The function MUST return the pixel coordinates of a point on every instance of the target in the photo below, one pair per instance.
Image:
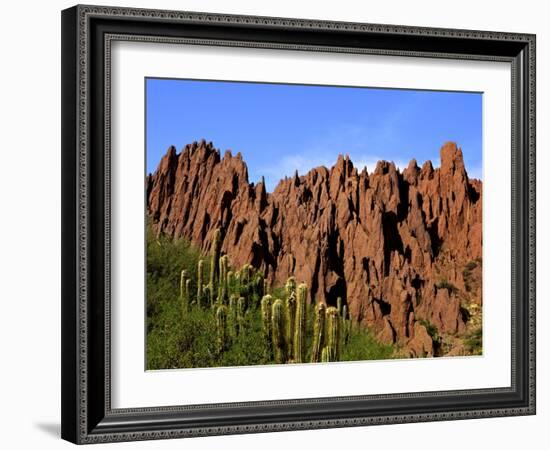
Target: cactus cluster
(231, 294)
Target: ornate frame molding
(80, 71)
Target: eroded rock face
(393, 245)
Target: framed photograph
(282, 224)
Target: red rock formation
(392, 245)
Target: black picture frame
(87, 416)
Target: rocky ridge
(402, 249)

========

### [YOUR INSTRUCTIONS]
Each line from the one containing "Target: red rock formation" to the close of the records must appear in the output exactly, and no other line.

### [SOLUTION FOR THIS PROBLEM]
Target: red rock formation
(392, 245)
Target: black picture frame
(87, 416)
Target: rocky ridge
(402, 249)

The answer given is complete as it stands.